▶ _本文_
******

受傷機転や身体所見から、肘内障でほぼ間違いないと思われる場合でも、初回の場合はレントゲン検査を行う事がほとんどです。2回目以降は靱帯が緩んでいて再発の可能性が高く、症状も以前と同じという訴えをすることが多いため、肘内障であると言う事はほぼ間違いなく診断できます。
しかし、初回の場合は肘内障以外の外傷が隠れている場合も多く、さらに靱帯が緩んでいない状態で受傷しているため、骨への負担も大きくなり骨折を合併する場合が多くあります。
レントゲン検査で特に骨に異常が無ければ、受傷機転と併せて肘内障であると診断します。

治療方法

肘内障の治療方法について紹介します。

・局所安静

肘内障を起こしたら医療機関に行くのが第一選択ですが、医療機関に行くまでの間は安静が絶対です。
痛みが強くならないようにする意味もありますが、肘内障の場合、整復前に手を無理に動かすと靱帯が余計に引っ張られ、損傷が激しくなることがあります。
そのため、肘内障を疑う場合は整復を行う以外には安静にする事が重要です。

・肘内障整復法

肘内障は手術などを必要とせず、手を動かすことで整復する事ができます。

******

▶ _提供データ_
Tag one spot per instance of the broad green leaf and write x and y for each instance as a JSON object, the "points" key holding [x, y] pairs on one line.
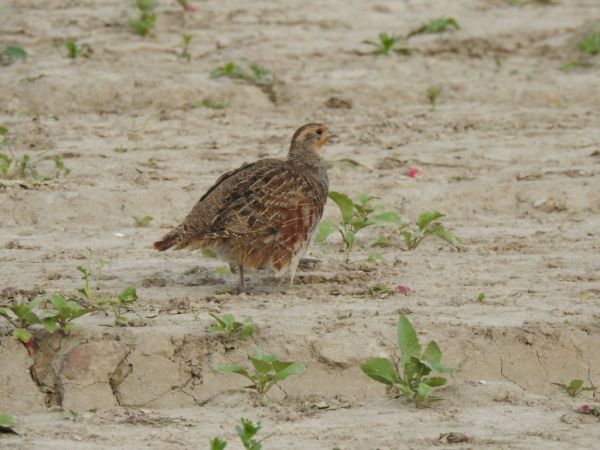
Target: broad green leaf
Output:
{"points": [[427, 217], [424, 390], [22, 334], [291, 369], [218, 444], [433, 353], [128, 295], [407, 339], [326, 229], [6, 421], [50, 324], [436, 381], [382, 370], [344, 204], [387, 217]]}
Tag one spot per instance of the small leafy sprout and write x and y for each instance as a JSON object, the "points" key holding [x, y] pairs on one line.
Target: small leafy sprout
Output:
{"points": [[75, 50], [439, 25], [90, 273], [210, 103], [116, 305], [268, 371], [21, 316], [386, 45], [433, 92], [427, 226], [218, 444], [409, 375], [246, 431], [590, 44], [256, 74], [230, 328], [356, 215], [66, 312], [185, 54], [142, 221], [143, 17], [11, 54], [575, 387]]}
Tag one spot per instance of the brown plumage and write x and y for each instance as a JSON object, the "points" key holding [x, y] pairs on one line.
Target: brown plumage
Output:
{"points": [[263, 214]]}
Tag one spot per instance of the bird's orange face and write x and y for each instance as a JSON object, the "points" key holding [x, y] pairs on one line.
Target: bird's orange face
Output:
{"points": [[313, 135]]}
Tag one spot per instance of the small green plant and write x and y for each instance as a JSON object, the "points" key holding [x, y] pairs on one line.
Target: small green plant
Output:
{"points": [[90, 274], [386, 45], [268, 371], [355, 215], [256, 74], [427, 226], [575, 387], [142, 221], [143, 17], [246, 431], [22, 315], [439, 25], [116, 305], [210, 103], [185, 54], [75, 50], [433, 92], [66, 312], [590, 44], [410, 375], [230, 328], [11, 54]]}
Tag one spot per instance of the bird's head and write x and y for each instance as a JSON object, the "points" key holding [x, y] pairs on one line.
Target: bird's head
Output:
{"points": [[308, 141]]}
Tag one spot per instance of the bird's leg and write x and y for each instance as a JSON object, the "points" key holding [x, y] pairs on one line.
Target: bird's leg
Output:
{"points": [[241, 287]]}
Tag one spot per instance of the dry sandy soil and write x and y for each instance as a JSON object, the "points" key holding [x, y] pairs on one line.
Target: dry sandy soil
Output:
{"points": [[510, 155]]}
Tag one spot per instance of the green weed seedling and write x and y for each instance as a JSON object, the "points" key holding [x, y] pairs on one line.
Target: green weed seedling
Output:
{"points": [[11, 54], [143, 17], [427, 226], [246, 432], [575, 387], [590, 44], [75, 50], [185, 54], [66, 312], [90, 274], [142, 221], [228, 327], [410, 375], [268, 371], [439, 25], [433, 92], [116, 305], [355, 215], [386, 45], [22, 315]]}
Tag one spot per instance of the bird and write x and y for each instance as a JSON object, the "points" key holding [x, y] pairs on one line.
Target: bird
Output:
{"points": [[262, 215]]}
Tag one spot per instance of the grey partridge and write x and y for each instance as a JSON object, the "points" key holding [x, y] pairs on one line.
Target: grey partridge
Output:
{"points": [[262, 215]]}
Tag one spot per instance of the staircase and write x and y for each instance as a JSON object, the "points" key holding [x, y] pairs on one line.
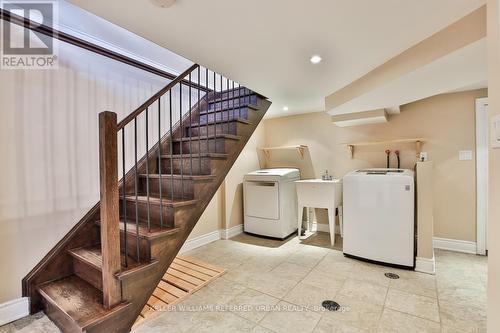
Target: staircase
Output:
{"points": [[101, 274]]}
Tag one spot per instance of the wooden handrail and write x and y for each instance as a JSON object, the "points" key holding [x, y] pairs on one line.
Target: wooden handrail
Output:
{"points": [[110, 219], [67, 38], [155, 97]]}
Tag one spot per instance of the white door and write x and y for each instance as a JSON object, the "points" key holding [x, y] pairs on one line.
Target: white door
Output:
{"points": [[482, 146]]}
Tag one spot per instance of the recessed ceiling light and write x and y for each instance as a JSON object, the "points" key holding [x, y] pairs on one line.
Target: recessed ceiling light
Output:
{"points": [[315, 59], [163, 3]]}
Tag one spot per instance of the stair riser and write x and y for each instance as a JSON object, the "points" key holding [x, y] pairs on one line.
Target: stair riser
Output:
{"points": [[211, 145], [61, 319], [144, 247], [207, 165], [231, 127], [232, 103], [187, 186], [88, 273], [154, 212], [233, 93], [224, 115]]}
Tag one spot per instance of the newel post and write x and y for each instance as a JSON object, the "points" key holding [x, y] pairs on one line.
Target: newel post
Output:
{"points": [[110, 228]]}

******

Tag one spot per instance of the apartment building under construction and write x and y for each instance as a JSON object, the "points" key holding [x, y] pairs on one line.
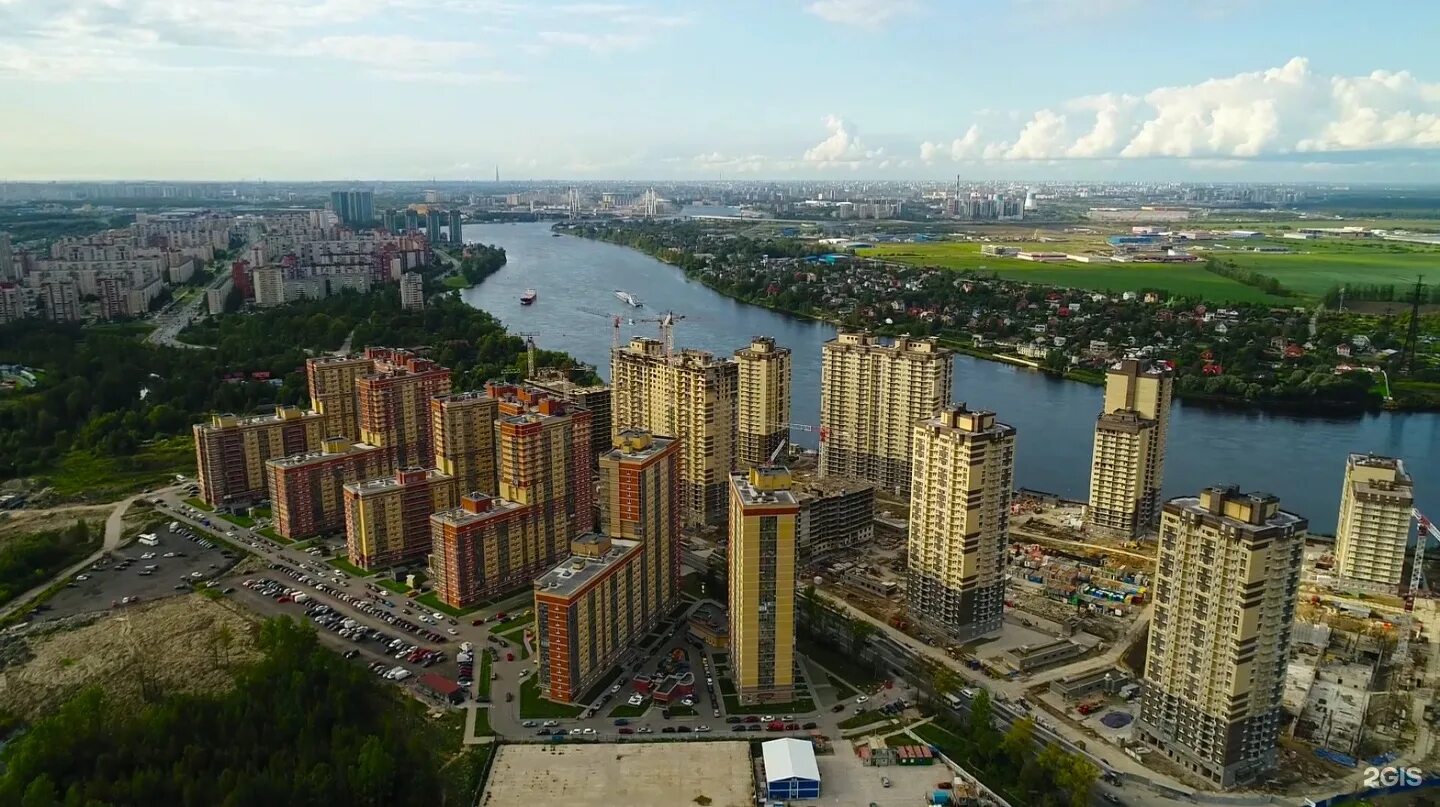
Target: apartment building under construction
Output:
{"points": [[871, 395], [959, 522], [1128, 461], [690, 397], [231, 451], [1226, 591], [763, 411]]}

******

▶ _設問内容_
肘内障に関する本文のうち、「肘内障を起こしたら医療機関に」を含む語句から「そのため、肘内障を疑う場合は整復を行う以外には安静にする事が重要です。」までを、一字も変えずに抜き出して返してください。

▶ _解答_
肘内障を起こしたら医療機関に行くのが第一選択ですが、医療機関に行くまでの間は安静が絶対です。
痛みが強くならないようにする意味もありますが、肘内障の場合、整復前に手を無理に動かすと靱帯が余計に引っ張られ、損傷が激しくなることがあります。
そのため、肘内障を疑う場合は整復を行う以外には安静にする事が重要です。